Records provided:
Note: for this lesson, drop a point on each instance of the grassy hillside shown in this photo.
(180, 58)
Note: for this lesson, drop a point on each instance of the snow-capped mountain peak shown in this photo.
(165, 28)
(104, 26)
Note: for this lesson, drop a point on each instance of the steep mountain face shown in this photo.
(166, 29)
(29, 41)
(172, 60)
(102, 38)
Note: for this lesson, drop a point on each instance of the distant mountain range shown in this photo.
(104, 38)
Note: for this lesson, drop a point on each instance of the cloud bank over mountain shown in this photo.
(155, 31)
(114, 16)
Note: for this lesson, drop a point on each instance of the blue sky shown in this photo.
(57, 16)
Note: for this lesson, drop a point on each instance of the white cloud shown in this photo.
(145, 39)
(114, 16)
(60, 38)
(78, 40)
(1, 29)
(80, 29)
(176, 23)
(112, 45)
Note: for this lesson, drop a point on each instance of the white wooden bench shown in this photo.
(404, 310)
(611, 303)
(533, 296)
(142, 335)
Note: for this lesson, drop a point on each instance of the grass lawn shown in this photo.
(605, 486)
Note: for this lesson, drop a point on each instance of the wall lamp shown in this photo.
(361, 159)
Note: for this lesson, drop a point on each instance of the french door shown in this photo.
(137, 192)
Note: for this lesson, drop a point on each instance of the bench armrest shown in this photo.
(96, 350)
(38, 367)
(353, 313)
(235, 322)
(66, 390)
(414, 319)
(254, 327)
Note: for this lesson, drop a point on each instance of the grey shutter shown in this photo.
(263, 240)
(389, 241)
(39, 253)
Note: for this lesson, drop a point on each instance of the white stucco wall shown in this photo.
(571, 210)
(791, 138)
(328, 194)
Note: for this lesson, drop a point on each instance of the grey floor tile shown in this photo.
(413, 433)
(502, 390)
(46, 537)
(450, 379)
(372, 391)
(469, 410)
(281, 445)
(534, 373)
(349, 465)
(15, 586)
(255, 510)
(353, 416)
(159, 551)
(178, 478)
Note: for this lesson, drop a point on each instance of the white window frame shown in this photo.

Aim of the exercise: Please return the whole listing, line for line, exactly.

Task output:
Note: for this lesson, drop a point on each instance of the grassy hillside shown in this photo.
(180, 58)
Note: for this lesson, drop a point on each instance of the snow-capped mountain peak shown in this photo.
(165, 28)
(104, 26)
Note: for this lesson, drop a point on each instance of the steep mountain face shown in this photo.
(166, 29)
(29, 41)
(172, 60)
(102, 38)
Note: for this lesson, drop a point on each instance of the distant mountain range shown in this photo.
(104, 38)
Note: for this lesson, drop a point on each instance of the cloud bank over mountain shown in this photo.
(155, 31)
(114, 16)
Note: for this lesson, drop a point on each instance of the blue sky shown in this photo.
(57, 16)
Note: for this lesson, drop a point on each instance of the white cloud shown in this photo.
(145, 39)
(114, 16)
(60, 38)
(78, 40)
(1, 29)
(80, 29)
(176, 23)
(112, 45)
Note: for this lesson, drop a point on each instance of the white wooden bench shown in this photo.
(404, 310)
(611, 303)
(533, 296)
(142, 335)
Note: for this lesson, drop a point on each instance of the grass lawn shown in this photo.
(605, 486)
Note: for this lesson, drop a point on each instance of the wall lamp shown in this photo.
(361, 159)
Note: for this lesson, drop a point on each instance of the french door shown in this photo.
(137, 192)
Note: for this lesson, drop a point on each instance of the bench armrest shown in this photo.
(96, 350)
(38, 367)
(353, 313)
(235, 322)
(66, 390)
(414, 319)
(254, 327)
Note: for this lesson, drop a point on each instance of the grey shutter shown in this photo.
(263, 240)
(389, 241)
(39, 253)
Note: for this lesson, drop a point on each instance of the white stucco wall shown in this photo.
(571, 210)
(791, 138)
(328, 194)
Note: for this lesson, drop a point on each instance of the grey floor tile shown in this photo.
(413, 433)
(502, 390)
(46, 537)
(450, 379)
(372, 391)
(469, 410)
(281, 445)
(534, 373)
(349, 465)
(15, 586)
(255, 510)
(353, 416)
(159, 551)
(178, 478)
Note: for this lesson, drop a point on each instance of the white window frame shown in this photo.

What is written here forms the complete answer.